- [Exercise requirements]: Please give the lines from the start of the items below through the line that contains "[(242, 129), (30, 221)]" as a numbered list, with both ends included, no blank lines, and no others. Leave the pictures out.

- [Provided entries]:
= = = = = = =

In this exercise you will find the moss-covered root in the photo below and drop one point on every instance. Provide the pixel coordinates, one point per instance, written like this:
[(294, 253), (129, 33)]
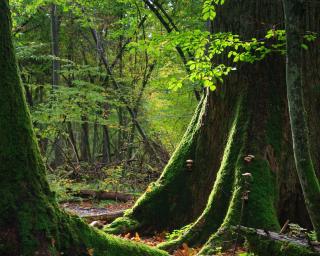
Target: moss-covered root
[(97, 243), (263, 246), (219, 199), (67, 235), (258, 211), (162, 206)]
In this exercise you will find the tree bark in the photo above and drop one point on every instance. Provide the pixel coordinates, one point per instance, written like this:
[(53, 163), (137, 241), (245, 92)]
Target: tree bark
[(294, 11), (247, 115), (85, 144), (55, 27), (31, 222)]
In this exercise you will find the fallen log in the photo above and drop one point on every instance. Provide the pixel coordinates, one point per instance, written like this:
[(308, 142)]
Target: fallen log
[(123, 197), (108, 217), (266, 243)]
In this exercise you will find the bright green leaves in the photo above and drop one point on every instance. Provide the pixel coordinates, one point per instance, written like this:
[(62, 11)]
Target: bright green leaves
[(209, 9)]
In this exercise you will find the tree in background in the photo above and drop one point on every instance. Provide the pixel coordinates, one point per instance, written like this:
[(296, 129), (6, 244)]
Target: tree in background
[(242, 129), (30, 221)]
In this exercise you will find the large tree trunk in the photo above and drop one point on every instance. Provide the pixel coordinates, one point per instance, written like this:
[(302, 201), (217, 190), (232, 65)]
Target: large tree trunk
[(30, 220), (294, 14), (248, 114)]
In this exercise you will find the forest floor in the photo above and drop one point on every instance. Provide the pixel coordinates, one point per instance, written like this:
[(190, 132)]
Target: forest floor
[(92, 210)]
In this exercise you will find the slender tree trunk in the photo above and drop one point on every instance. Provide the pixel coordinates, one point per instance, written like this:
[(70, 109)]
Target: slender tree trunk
[(106, 151), (294, 19), (55, 27), (247, 115), (85, 144), (30, 220)]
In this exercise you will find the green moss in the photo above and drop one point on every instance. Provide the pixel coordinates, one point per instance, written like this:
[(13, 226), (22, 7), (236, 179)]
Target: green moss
[(266, 247), (217, 205), (31, 222), (162, 206)]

= = = = = = =

- [Solution]:
1. In this exercise you will find the moss-covered root in the photo below and drop one point on every instance. Provide the pixel coordinates, one point per instance, written like this:
2. [(294, 253), (129, 33)]
3. Target: moss-covered root
4. [(97, 243), (263, 246), (219, 199), (67, 235), (258, 211), (162, 206)]
5. In this exercise you will find the tree bark in the photo above and drop one point on every instance. Provide the pixel coordinates, one point per instance, written like this:
6. [(53, 163), (137, 241), (245, 92)]
7. Target: tree bark
8. [(294, 11), (247, 115), (85, 144), (55, 27), (31, 222)]
9. In this exercise you will find the fallen log in the photo above and drop one point on every instance. Provide the pixel coordinates, one point per instance, written like this:
10. [(308, 142)]
11. Target: fallen log
12. [(123, 197), (108, 217), (266, 243)]
13. In this exercise you will find the bright green leaves in the photo above and drop one point on every instance. Provide the pixel coordinates, one point per instance, written like this:
14. [(62, 11)]
15. Target: bright green leaves
16. [(209, 9)]
17. In this exercise you will find the tree in background in the photo above and drop one point on every instance. Provide the pixel coordinates, one point per instance, written like this:
18. [(296, 129), (6, 244)]
19. Target: tree in background
20. [(242, 129), (30, 221)]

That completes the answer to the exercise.